> **EXERCISE DESCRIPTION**
Will you quote precisely the lines that run from the top of the material below to the line containing "400], [1020, 301]]]", both ends included?

> **DATA EXTRACT**
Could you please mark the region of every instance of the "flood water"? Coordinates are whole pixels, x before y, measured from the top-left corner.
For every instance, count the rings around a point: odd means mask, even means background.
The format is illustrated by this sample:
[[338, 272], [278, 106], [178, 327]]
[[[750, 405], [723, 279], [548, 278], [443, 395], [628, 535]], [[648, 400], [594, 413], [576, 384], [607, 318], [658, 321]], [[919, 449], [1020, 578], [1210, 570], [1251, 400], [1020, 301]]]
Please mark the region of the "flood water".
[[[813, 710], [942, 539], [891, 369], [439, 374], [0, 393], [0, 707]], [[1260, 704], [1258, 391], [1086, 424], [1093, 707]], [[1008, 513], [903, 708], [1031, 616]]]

> **WRITTEN SOLUTION**
Could you please mark the region of every instance of the "flood water"? Coordinates are whole pixels, x before y, measured from the top-left corner.
For every instance, count the rings around a point: odd means mask, even means background.
The format is illustrated by this sample:
[[338, 272], [278, 106], [178, 327]]
[[[750, 405], [723, 279], [548, 278], [443, 395], [628, 535]], [[648, 400], [594, 413], [576, 384], [607, 318], [658, 321]], [[919, 449], [1020, 578], [1210, 570], [1251, 400], [1020, 301]]]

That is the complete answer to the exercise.